BEGIN Dataset excerpts

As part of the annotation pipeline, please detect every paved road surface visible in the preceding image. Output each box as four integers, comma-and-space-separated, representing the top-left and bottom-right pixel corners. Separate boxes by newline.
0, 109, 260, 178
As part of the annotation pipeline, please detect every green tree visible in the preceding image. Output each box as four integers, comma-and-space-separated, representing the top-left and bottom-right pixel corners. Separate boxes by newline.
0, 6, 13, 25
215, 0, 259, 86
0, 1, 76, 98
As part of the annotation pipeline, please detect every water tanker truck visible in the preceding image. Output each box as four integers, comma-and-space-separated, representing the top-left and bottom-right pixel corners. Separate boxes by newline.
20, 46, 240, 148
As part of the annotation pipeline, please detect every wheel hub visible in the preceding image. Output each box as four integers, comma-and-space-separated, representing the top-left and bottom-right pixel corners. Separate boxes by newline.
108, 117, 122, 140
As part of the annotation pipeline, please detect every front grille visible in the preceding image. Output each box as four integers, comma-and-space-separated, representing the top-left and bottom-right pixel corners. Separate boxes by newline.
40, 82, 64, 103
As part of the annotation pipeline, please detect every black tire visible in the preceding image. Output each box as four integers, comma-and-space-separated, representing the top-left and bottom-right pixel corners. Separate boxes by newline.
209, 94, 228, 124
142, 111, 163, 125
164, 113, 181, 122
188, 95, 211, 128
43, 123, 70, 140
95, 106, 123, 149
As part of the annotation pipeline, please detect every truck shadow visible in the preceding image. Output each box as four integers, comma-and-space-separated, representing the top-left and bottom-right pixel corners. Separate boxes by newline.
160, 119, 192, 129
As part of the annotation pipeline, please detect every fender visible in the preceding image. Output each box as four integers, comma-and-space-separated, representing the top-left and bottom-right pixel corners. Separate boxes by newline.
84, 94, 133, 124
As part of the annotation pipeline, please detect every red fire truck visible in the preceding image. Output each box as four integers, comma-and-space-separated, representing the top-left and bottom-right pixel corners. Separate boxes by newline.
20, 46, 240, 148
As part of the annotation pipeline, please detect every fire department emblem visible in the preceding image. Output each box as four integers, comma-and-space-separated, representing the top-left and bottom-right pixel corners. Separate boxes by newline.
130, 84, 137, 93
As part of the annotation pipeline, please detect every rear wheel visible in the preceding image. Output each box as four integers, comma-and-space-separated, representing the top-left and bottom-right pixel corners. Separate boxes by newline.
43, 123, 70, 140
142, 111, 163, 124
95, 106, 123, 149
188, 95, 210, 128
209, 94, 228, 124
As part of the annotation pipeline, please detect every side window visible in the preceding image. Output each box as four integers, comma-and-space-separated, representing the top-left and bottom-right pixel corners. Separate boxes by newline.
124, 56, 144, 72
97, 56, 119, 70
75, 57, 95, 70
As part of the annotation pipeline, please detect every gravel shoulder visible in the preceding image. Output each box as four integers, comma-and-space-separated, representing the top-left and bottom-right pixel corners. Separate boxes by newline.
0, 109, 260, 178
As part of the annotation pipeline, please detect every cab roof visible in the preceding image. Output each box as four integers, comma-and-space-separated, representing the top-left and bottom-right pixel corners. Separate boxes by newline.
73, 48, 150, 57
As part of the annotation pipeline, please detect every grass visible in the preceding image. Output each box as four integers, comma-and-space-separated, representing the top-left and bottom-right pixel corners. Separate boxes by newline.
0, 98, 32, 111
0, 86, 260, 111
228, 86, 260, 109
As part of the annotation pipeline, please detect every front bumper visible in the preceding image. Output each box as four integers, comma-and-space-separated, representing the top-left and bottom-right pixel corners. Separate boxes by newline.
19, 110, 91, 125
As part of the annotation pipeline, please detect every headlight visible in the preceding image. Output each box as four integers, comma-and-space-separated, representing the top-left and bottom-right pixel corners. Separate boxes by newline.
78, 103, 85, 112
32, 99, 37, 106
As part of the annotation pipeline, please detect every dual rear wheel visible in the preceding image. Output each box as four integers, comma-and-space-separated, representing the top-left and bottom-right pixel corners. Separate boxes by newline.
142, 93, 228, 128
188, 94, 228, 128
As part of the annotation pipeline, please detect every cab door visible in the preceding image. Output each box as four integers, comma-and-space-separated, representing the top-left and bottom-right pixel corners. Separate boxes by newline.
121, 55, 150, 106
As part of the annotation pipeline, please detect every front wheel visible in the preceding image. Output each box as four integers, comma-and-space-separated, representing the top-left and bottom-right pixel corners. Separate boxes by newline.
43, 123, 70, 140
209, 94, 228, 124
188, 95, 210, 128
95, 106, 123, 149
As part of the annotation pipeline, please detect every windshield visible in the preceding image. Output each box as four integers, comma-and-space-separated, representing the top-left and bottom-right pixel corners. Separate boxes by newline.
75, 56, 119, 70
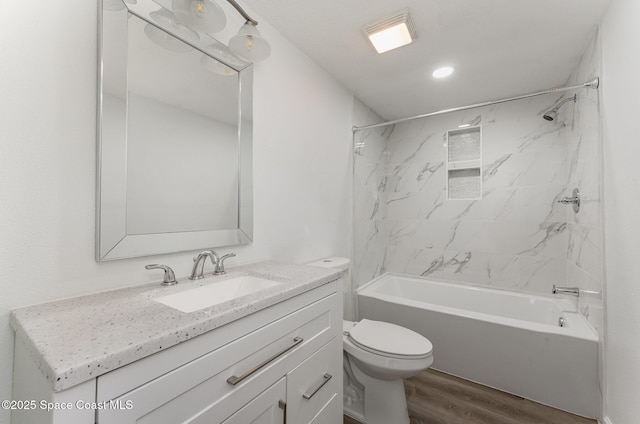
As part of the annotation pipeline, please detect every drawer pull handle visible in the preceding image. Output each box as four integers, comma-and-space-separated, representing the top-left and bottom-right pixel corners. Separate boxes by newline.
302, 373, 333, 400
278, 400, 287, 424
227, 337, 303, 386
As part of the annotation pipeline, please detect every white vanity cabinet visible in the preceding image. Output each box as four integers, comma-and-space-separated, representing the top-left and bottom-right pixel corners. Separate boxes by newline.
12, 280, 342, 424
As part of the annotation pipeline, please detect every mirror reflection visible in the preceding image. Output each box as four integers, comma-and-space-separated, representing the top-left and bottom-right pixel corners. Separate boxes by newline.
96, 2, 252, 260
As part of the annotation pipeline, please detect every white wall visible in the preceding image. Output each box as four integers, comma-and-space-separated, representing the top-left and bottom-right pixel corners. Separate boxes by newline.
601, 0, 640, 424
0, 0, 352, 424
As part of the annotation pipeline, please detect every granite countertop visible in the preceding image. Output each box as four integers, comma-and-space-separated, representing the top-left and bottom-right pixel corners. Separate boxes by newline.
10, 261, 344, 391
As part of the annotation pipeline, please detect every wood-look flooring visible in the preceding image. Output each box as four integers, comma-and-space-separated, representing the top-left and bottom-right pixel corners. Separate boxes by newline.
344, 369, 597, 424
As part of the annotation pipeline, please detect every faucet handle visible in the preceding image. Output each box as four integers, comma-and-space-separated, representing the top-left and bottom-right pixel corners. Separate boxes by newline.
213, 253, 236, 275
145, 264, 178, 286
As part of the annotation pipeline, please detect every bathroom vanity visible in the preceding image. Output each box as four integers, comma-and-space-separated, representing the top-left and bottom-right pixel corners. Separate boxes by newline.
11, 262, 342, 424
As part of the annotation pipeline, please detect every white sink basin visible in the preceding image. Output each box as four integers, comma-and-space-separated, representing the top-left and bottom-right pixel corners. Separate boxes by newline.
155, 275, 280, 312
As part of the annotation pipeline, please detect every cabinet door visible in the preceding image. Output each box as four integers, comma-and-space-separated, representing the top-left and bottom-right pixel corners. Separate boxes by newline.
287, 337, 342, 424
222, 377, 287, 424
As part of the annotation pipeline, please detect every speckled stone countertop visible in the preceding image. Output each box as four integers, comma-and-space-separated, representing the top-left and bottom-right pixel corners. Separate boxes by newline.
10, 261, 344, 391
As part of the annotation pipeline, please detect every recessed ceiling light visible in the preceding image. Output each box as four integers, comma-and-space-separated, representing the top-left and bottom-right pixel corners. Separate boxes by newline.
362, 9, 416, 53
431, 66, 453, 78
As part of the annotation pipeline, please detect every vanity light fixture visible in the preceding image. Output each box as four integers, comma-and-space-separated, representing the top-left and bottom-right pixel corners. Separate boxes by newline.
171, 0, 227, 34
362, 9, 417, 53
171, 0, 271, 62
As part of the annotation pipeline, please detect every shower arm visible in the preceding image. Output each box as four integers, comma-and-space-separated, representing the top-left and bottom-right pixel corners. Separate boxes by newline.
551, 94, 577, 112
351, 77, 600, 133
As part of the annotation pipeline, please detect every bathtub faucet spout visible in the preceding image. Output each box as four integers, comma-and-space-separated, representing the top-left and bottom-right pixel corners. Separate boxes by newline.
552, 284, 580, 296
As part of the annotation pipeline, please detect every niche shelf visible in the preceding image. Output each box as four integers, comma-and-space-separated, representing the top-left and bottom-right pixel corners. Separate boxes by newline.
447, 126, 482, 200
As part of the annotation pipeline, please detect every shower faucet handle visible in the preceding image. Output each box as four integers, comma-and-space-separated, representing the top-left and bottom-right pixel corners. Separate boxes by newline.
558, 188, 580, 213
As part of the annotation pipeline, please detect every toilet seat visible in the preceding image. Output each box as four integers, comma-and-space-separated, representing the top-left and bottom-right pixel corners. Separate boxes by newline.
345, 319, 433, 359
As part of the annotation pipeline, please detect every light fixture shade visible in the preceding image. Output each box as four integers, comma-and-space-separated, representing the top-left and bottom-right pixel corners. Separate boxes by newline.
362, 9, 417, 53
171, 0, 227, 34
229, 22, 271, 62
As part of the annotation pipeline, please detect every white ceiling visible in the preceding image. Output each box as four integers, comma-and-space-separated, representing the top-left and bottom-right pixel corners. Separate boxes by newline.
243, 0, 611, 119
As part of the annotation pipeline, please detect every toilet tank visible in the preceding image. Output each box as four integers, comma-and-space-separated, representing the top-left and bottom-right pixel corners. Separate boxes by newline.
307, 256, 355, 321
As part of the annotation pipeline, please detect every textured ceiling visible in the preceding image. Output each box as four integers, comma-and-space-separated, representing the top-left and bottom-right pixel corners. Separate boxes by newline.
243, 0, 610, 119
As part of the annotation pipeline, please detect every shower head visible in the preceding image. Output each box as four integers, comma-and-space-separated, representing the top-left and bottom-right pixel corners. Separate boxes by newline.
542, 94, 577, 121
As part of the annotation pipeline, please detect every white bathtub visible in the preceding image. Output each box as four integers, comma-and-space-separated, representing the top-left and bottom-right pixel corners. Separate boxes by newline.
356, 273, 600, 418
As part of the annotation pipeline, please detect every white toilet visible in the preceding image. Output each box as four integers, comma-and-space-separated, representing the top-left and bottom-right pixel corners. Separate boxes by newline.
309, 258, 433, 424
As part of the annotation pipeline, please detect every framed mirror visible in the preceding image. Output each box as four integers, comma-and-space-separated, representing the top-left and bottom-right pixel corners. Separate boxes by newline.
96, 0, 253, 261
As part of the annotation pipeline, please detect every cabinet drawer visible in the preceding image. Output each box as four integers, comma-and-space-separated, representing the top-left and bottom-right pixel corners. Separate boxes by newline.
98, 294, 341, 424
222, 377, 287, 424
287, 337, 342, 424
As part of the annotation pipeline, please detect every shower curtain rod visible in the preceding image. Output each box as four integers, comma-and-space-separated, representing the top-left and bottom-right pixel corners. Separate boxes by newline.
351, 77, 600, 133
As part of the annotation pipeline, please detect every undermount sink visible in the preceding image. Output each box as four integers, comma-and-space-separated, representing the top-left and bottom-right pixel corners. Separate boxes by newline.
155, 275, 280, 312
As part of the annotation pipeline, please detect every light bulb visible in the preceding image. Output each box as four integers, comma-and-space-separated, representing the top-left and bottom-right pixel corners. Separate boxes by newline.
229, 22, 271, 62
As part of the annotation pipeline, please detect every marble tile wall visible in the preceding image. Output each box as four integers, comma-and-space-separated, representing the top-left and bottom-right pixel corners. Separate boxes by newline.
567, 30, 604, 334
353, 34, 602, 318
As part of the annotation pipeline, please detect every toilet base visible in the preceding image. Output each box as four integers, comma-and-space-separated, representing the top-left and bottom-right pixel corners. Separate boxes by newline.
344, 362, 409, 424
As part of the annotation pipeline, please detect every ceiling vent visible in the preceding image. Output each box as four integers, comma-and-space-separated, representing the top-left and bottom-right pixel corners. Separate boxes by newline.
362, 9, 417, 53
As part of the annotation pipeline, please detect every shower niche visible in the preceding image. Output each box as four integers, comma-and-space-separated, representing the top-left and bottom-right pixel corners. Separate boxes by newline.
447, 126, 482, 200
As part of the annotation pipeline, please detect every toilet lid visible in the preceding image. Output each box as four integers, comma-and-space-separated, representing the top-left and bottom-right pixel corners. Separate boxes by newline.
349, 319, 433, 358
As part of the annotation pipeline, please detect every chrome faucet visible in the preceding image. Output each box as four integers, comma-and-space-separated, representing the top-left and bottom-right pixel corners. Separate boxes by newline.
551, 284, 580, 296
189, 250, 219, 280
145, 264, 178, 286
213, 253, 236, 275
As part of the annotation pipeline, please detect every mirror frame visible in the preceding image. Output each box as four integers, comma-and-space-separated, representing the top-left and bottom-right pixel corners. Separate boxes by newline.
95, 1, 253, 262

END Dataset excerpts

Set task:
Format the lines of the entries above, from the line containing "every mirror frame" through the last line, as a JSON list of strings with one string per line and blank lines omitted.

Finished task:
[
  "As part of the annotation pipeline, please detect every mirror frame visible in the preceding image. Output each box as four integers, comma-and-space-separated, representing the top-left and bottom-right pixel corners. Separate boxes by newline.",
  "95, 1, 253, 262"
]